● What is expected:
Render every line of the material below as a Markdown table with the columns Row and Line, one row per line, numbered in order. Skip blank lines and leave the pictures out.

☆ ☆ ☆ ☆ ☆

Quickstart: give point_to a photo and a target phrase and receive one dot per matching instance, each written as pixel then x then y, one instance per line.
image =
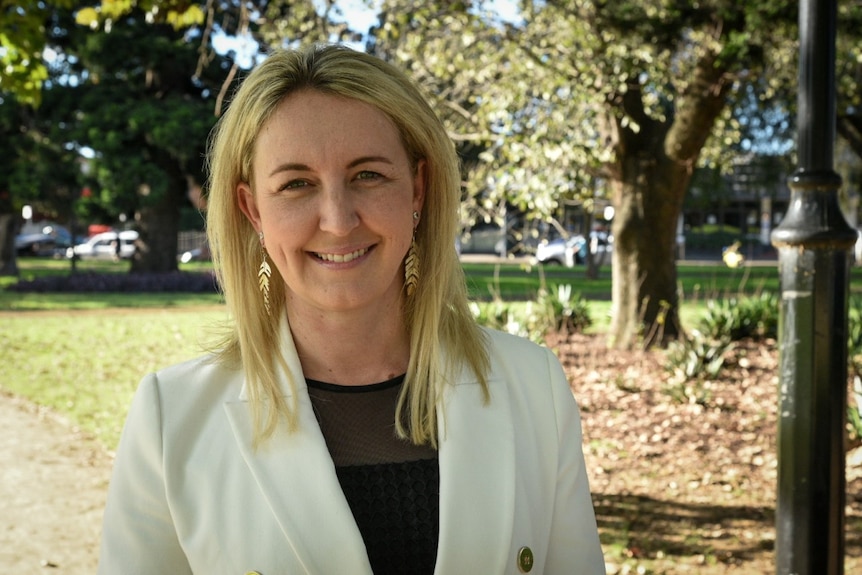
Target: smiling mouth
pixel 341 258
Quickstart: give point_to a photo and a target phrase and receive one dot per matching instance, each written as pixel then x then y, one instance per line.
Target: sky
pixel 361 18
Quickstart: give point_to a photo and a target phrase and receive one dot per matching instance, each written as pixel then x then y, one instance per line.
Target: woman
pixel 356 419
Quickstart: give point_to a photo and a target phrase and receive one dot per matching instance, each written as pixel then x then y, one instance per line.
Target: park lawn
pixel 82 355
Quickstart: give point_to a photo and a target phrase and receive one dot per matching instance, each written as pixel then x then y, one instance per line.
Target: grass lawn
pixel 83 354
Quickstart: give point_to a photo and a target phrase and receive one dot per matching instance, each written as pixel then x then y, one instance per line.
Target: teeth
pixel 342 258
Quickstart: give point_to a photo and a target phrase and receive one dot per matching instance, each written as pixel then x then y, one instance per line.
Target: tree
pixel 147 119
pixel 135 91
pixel 627 93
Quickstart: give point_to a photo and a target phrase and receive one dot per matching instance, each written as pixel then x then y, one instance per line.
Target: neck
pixel 351 348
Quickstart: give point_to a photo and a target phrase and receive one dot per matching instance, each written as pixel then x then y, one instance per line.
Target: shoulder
pixel 507 347
pixel 195 381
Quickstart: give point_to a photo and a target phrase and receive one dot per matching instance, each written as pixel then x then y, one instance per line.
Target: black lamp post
pixel 813 242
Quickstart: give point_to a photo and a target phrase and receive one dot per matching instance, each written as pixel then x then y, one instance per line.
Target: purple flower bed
pixel 183 282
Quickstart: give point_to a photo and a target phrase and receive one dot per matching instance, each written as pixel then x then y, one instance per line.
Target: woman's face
pixel 334 193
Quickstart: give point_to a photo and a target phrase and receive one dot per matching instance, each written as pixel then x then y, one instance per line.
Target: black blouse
pixel 391 485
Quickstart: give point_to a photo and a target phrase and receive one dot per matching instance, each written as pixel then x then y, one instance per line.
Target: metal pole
pixel 813 242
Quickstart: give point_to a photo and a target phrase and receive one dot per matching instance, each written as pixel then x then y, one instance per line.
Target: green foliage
pixel 692 362
pixel 568 310
pixel 854 411
pixel 551 311
pixel 734 318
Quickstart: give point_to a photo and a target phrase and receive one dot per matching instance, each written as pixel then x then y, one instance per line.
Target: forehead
pixel 310 125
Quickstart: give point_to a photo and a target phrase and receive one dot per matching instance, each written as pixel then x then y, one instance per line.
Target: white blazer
pixel 190 495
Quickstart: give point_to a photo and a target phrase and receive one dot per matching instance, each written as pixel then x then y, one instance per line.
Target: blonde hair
pixel 437 315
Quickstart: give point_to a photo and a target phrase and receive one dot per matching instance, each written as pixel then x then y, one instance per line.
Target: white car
pixel 573 251
pixel 103 246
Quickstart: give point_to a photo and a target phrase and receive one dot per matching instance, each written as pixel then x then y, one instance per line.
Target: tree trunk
pixel 649 181
pixel 644 288
pixel 8 259
pixel 158 225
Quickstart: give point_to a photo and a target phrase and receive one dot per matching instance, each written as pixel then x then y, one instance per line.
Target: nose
pixel 338 214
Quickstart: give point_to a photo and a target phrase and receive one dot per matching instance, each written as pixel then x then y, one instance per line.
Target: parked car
pixel 104 246
pixel 201 254
pixel 561 251
pixel 573 250
pixel 42 240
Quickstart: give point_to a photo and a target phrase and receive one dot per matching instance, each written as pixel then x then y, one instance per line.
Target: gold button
pixel 525 559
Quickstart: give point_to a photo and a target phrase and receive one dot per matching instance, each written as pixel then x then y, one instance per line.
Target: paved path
pixel 53 481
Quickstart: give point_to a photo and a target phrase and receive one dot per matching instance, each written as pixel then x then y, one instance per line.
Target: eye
pixel 292 185
pixel 368 175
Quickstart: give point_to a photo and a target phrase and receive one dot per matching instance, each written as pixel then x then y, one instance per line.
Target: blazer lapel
pixel 477 479
pixel 296 475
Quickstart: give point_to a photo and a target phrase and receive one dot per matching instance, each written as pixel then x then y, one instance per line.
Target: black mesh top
pixel 391 485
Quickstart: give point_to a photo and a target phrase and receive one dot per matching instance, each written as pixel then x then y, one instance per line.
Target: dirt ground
pixel 53 481
pixel 683 480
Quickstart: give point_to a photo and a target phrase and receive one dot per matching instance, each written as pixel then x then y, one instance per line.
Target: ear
pixel 419 185
pixel 248 205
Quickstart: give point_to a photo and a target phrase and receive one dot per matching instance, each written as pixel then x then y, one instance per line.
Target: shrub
pixel 183 282
pixel 735 319
pixel 568 312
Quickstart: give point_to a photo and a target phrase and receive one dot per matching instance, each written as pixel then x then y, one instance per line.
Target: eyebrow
pixel 291 166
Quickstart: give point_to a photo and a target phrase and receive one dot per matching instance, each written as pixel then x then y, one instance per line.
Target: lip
pixel 340 257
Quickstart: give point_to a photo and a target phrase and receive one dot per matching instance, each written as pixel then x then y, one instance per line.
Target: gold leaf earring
pixel 411 263
pixel 263 274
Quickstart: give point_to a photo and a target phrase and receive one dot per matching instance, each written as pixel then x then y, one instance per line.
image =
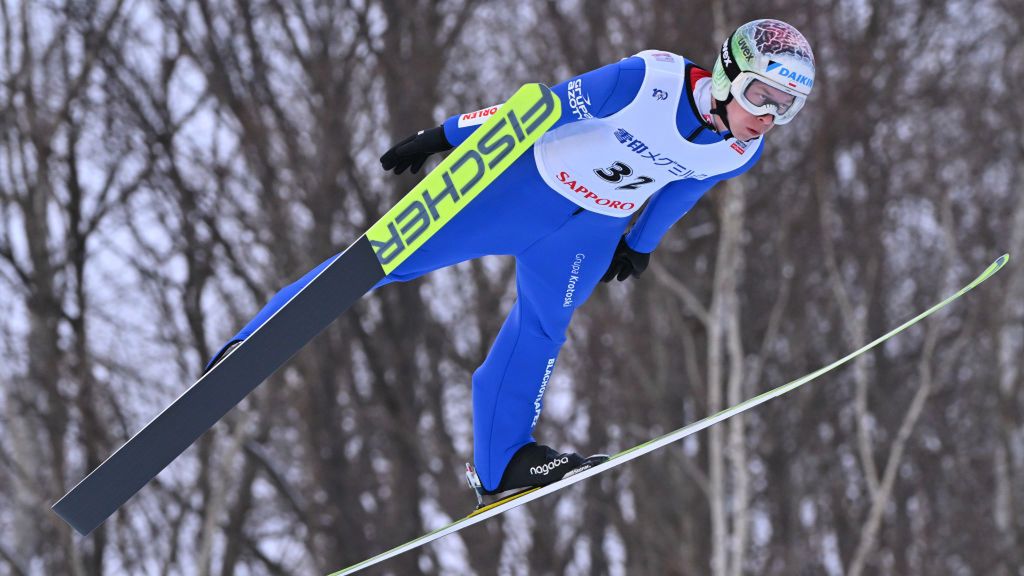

☆ ☆ ☆ ☆ ☆

● Answer:
| Row | Line |
|---|---|
| 1 | Quickstart: give point_to a photo and a target phrase and receive one dot per matching instance, each written as pixel then x then y, one instance per line. |
| 2 | image = |
| 3 | Target: smiling mouth |
| 4 | pixel 341 258 |
| 5 | Quickstart: give point_to a photo and a target phrase and receive one dot per matching instance, each written as pixel then x then y, one instance per line. |
| 6 | Target: sky |
| 7 | pixel 361 18 |
| 8 | Quickstart: give point_to a photo and a target phrase and receive one dot per matching instance, each written as pixel then x then y, one instance per line. |
| 9 | Target: woman |
| 10 | pixel 356 419 |
| 11 | Quickstart: give point_to a photo and a target phrase and receive one dot per matching instance, each written as pixel then x then y, one instance per line. |
| 12 | Target: park lawn |
| 13 | pixel 82 355 |
| 14 | Quickstart: give point_to a photo and a target phrase and receive one dot per matching instance, each written as pixel then x then y, one instance per line. |
| 15 | Target: grass lawn |
| 16 | pixel 83 354 |
| 17 | Quickstart: give point_to a photo and a target phrase and receive one dot per matching instance, each written as pixel then x then y, one instance per line. |
| 18 | Target: teeth |
| 19 | pixel 342 258 |
| 20 | Quickstart: give point_to a photo and a target phrase and receive one dot per matching instance, each written as pixel then x then y, one instance per line. |
| 21 | Target: tree |
| 22 | pixel 147 119 |
| 23 | pixel 135 91 |
| 24 | pixel 627 93 |
| 25 | Quickstart: give point_to a photo and a target phrase and receive one dot per matching instance, each written as pixel then x then y, one instance per line. |
| 26 | Target: neck |
| 27 | pixel 351 348 |
| 28 | Quickstart: give point_to a photo and a target phrase and receive one dot per matching instance, each written as pixel then x then y, one instance per line. |
| 29 | Target: shoulder |
| 30 | pixel 507 347 |
| 31 | pixel 195 381 |
| 32 | Quickstart: give point_to a photo and a target phrase and receive one dot per matching instance, each written as pixel then x then y, one instance per line. |
| 33 | Target: black lamp post |
| 34 | pixel 813 242 |
| 35 | Quickstart: give point_to a photo and a target phrase and receive one dot per matching instance, each written as pixel then x then y, one instance per line. |
| 36 | Target: purple flower bed |
| 37 | pixel 183 282 |
| 38 | Quickstart: give point_to a photo and a target phrase and receive one dot per matching instance, each written as pixel then x then y, one instance per line. |
| 39 | Target: woman's face |
| 40 | pixel 334 193 |
| 41 | Quickstart: give point_to a photo and a target phrase and receive one dot per matching instance, each written as pixel then x then y, one instance per line. |
| 42 | Target: black blouse |
| 43 | pixel 391 485 |
| 44 | Quickstart: give point_to a photo and a target phrase and receive one dot per matching instance, each written as pixel then x then y, one instance per line. |
| 45 | Target: metal pole |
| 46 | pixel 813 242 |
| 47 | Quickstart: give point_to a photo and a target phrase and receive one dot per matching instance, each written as pixel then x then y, one instance per line. |
| 48 | Target: green foliage |
| 49 | pixel 692 362 |
| 50 | pixel 568 310 |
| 51 | pixel 854 411 |
| 52 | pixel 551 311 |
| 53 | pixel 734 318 |
| 54 | Quickstart: give point_to a photo and a target phrase and receive one dot per matching instance, each written as pixel then x then y, one instance per line. |
| 55 | Target: forehead |
| 56 | pixel 310 125 |
| 57 | Quickstart: give point_to a photo and a target phrase and receive one dot per matching instance, each written as pixel then x then y, one instance per line. |
| 58 | Target: white blazer |
| 59 | pixel 190 495 |
| 60 | Quickstart: give point_to a photo and a target phrase and receive one dot per matching instance, each written as pixel then x then y, one instance per line. |
| 61 | Target: blonde hair |
| 62 | pixel 437 315 |
| 63 | Quickstart: give point_to a photo and a target phrase and receive one dot per matching instance, each written as pixel then x then y, one instance per line. |
| 64 | Target: white car |
| 65 | pixel 573 251 |
| 66 | pixel 103 246 |
| 67 | Quickstart: give point_to a photo and a target phrase and receive one dot per matching instance, each written as pixel then x then y, one instance per line. |
| 68 | Target: tree trunk |
| 69 | pixel 649 181 |
| 70 | pixel 644 288 |
| 71 | pixel 8 259 |
| 72 | pixel 158 225 |
| 73 | Quickstart: give point_to a photo and a target phrase and receive one dot per matching instance, each written as pixel then x then y, one instance per line. |
| 74 | Target: nose |
| 75 | pixel 338 214 |
| 76 | Quickstart: give point_to a photo and a target phrase and receive one dot per matching instance, each written as pixel then x then y, one instance per line. |
| 77 | Target: parked car |
| 78 | pixel 104 246 |
| 79 | pixel 201 254 |
| 80 | pixel 561 251 |
| 81 | pixel 573 250 |
| 82 | pixel 42 240 |
| 83 | Quickstart: give point_to a photo and a target phrase and receive one dot per matching instance, each written as pixel then x then y, one instance per line. |
| 84 | Target: gold button |
| 85 | pixel 525 559 |
| 86 | Quickstart: give point_to a photo and a target phrase and receive one dot per matching instance, each written as pixel then x then y, one instance per line. |
| 87 | Target: paved path |
| 88 | pixel 53 481 |
| 89 | Quickstart: give point_to a photo and a target phrase and receive one dot per matching instance, each written as pixel then x then y, one instance per line. |
| 90 | Target: eye |
| 91 | pixel 292 185 |
| 92 | pixel 368 175 |
| 93 | Quickstart: give point_to a photo and a target phrase and receive one dot per matching instance, each written as pixel then x then y, one instance per line. |
| 94 | Target: blazer lapel |
| 95 | pixel 477 479 |
| 96 | pixel 296 475 |
| 97 | Quickstart: give point_to a photo and a target phrase and receive one dot per matching instance, each written as pixel then x then y, one instance per line. |
| 98 | Target: black mesh top |
| 99 | pixel 391 485 |
| 100 | Quickstart: give point_to a photo and a target phrase and receive one dot per matching instance, each written as pixel then x then y, one instance per line. |
| 101 | Target: dirt ground |
| 102 | pixel 53 481 |
| 103 | pixel 683 480 |
| 104 | Quickstart: give point_to a photo and a target phrase and receive one dot per matching instance, each written as pixel then x then y, one instance per line. |
| 105 | Target: ear |
| 106 | pixel 419 185 |
| 107 | pixel 248 205 |
| 108 | Quickstart: give point_to a photo and a target phrase and receive one dot per matching instance, each written as pixel then x then y, one instance per line. |
| 109 | Target: shrub |
| 110 | pixel 183 282 |
| 111 | pixel 735 319 |
| 112 | pixel 568 312 |
| 113 | Quickstart: give point_to a photo and a target phrase and receive one dot per matching instance, each written as pixel then x then y, one instance per line. |
| 114 | Target: eyebrow |
| 115 | pixel 291 166 |
| 116 | Quickstart: give point_to a photo and a target phrase and receive one dot per matching instance, each written as pixel then x then y, one instance per line. |
| 117 | Target: lip |
| 118 | pixel 340 257 |
| 119 | Quickstart: give point_to a photo and a target phrase and receive one dot per matching instance, each written as pixel then x then y, one instance per line. |
| 120 | Target: gold leaf earring |
| 121 | pixel 411 263 |
| 122 | pixel 263 274 |
| 123 | Quickstart: give point_to a photo and a target phrase and receive one dot per matching instance, each written as pixel then x then y, one instance per line. |
| 124 | image = |